**Written problem:** Tally the lines in the records below that contain the string "plant". What is the count? Reply with the number alone.

**Material:**
<<<<
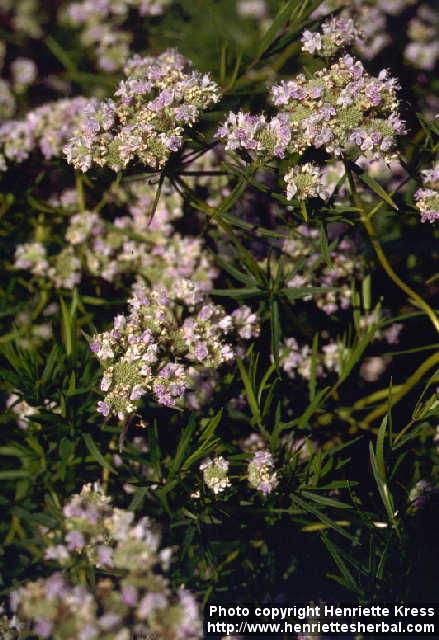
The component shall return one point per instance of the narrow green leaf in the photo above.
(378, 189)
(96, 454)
>>>>
<<<<
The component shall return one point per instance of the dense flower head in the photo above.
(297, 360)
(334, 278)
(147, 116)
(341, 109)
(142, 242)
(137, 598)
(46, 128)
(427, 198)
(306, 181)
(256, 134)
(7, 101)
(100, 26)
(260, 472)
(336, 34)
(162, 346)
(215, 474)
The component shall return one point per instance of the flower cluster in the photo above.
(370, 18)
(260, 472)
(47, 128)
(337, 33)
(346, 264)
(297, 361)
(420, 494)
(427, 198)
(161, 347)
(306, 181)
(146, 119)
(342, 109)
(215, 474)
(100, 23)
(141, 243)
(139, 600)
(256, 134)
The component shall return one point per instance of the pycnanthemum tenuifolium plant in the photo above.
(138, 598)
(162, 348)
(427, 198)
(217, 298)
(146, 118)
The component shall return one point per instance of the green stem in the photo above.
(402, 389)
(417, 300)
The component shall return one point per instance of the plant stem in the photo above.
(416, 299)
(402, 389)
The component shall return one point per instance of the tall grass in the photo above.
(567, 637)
>>>>
<<<<
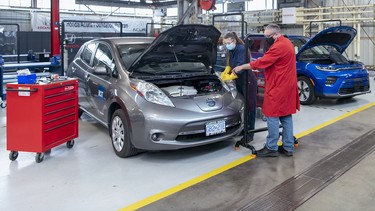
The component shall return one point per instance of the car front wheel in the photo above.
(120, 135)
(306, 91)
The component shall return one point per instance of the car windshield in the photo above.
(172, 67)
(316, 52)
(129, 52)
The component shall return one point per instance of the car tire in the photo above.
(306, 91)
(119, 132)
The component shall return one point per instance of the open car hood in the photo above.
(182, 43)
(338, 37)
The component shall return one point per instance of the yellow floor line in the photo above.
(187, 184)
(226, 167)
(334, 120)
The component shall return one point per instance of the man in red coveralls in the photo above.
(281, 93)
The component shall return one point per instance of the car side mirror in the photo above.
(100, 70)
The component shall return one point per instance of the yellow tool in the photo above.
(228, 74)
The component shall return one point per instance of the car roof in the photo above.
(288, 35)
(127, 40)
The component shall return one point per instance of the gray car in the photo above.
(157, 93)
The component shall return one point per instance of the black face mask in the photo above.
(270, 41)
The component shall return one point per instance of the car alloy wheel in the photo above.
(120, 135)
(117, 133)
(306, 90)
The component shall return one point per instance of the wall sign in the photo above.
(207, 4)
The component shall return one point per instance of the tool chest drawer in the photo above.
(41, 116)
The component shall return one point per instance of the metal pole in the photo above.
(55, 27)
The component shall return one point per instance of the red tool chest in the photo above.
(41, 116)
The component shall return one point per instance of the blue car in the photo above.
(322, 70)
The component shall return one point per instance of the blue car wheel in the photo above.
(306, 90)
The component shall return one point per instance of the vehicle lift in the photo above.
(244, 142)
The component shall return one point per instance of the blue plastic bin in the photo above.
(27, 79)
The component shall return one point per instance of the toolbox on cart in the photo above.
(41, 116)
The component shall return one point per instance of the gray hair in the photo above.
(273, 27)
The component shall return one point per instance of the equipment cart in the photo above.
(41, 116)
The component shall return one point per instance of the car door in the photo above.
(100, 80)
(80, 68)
>>>>
**The response:** 2